## WHAT THIS TASK INVOLVES
Start with the first line of the records below. Output each line exactly, ending with the one that contains "Pin the lower".

═════ TASK INPUT ═════

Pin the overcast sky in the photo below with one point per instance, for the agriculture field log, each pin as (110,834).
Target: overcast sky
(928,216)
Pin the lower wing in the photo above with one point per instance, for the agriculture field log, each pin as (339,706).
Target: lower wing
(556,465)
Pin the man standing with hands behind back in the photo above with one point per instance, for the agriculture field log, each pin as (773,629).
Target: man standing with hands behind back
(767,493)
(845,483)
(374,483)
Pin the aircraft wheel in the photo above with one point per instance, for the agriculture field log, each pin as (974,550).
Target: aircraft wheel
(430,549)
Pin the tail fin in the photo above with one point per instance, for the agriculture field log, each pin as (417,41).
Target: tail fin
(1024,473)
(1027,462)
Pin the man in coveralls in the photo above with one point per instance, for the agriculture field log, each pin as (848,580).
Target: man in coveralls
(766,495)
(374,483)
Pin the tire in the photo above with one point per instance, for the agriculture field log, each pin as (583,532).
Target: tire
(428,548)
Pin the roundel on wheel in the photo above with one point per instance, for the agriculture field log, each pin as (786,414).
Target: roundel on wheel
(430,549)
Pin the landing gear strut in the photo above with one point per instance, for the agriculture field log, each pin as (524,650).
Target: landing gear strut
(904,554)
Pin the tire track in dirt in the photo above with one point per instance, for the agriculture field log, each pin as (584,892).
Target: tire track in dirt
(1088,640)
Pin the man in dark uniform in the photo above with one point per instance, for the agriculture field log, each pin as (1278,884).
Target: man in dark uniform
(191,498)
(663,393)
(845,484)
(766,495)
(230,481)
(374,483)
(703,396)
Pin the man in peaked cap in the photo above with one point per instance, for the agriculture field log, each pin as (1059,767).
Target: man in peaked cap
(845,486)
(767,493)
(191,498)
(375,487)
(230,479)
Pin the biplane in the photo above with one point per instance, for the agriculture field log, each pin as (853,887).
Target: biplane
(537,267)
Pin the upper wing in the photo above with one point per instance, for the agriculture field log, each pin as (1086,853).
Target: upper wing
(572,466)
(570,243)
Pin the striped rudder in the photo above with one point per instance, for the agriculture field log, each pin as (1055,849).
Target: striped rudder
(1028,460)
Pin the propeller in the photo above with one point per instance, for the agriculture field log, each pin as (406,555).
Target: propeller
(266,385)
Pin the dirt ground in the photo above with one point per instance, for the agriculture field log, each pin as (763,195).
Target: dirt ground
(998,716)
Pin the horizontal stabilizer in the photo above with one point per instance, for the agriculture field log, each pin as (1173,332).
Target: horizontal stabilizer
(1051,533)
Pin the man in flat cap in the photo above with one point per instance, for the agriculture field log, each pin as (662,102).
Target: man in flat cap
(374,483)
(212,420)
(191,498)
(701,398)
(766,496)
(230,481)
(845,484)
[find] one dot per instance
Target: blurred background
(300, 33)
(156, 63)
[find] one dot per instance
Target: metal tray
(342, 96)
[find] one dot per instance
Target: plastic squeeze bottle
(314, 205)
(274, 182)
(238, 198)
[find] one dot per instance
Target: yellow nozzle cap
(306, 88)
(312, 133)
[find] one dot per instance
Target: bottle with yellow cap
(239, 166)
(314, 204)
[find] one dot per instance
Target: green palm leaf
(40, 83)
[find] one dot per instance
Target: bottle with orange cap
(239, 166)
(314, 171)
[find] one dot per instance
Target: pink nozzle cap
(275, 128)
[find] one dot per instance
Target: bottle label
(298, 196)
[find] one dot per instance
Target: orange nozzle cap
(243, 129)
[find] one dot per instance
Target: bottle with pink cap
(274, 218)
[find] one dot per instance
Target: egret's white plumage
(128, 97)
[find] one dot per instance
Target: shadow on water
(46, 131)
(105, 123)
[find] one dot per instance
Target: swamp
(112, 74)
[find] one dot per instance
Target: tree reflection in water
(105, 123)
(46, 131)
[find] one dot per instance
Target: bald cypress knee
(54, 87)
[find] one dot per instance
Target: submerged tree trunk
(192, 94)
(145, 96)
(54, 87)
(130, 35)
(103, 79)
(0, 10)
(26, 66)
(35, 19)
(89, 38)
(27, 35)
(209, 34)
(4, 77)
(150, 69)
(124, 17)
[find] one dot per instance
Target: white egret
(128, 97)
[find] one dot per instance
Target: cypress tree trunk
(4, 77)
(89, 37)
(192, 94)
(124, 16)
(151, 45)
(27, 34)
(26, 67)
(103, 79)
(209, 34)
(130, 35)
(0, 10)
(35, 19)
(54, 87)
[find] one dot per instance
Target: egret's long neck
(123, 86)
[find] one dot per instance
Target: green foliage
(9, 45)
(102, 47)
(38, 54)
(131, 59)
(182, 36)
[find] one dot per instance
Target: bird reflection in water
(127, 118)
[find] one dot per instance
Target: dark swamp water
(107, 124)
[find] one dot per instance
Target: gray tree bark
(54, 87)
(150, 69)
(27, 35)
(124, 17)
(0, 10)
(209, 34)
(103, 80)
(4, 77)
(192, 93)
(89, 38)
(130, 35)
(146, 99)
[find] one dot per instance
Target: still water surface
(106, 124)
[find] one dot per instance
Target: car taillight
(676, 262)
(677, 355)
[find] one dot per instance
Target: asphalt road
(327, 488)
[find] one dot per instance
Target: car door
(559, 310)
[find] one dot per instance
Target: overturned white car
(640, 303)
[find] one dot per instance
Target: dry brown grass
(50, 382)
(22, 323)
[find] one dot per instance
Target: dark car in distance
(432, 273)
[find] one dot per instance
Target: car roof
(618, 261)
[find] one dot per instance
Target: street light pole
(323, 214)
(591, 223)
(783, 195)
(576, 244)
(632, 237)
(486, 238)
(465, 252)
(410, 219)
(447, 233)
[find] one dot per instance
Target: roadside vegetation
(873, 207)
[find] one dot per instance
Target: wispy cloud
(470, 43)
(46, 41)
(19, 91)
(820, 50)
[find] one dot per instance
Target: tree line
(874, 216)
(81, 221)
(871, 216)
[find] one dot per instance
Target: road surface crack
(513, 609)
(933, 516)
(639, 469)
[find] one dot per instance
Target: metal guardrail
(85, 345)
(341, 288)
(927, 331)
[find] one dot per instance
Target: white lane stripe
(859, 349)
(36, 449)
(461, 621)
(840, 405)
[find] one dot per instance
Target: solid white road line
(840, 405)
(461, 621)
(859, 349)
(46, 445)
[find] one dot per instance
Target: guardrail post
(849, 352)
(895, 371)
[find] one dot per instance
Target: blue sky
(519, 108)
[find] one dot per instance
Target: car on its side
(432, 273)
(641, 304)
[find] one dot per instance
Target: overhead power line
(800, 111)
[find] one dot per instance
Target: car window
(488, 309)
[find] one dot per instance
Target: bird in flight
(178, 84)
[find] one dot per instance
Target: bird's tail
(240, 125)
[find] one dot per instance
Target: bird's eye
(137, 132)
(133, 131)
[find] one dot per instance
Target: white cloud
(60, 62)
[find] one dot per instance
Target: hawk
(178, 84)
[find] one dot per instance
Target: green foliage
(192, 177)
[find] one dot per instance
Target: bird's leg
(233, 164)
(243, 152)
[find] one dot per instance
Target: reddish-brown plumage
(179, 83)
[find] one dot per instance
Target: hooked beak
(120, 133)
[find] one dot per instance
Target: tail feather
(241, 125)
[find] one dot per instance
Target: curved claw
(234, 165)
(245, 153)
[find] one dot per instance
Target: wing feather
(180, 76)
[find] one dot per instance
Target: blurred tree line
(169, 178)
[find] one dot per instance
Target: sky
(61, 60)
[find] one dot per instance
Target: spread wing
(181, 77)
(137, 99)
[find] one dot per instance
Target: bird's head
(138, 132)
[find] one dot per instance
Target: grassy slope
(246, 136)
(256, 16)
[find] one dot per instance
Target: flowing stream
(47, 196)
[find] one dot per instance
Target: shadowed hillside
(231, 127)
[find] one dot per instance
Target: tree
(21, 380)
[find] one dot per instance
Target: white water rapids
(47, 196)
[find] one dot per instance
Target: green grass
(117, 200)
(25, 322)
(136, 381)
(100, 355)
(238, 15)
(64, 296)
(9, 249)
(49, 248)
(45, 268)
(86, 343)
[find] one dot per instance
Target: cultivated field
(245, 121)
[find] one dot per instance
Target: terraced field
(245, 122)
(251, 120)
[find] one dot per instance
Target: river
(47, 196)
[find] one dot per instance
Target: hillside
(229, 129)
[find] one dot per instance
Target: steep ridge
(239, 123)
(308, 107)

═════

## EXERCISE ANSWER
Pin the overcast sky in the photo below with one point per instance, for the agriculture field log, each pin as (110,834).
Target: overcast sky
(928,216)
Pin the lower wing in the photo above with one point per instance, for the agriculture field log, each pin as (339,706).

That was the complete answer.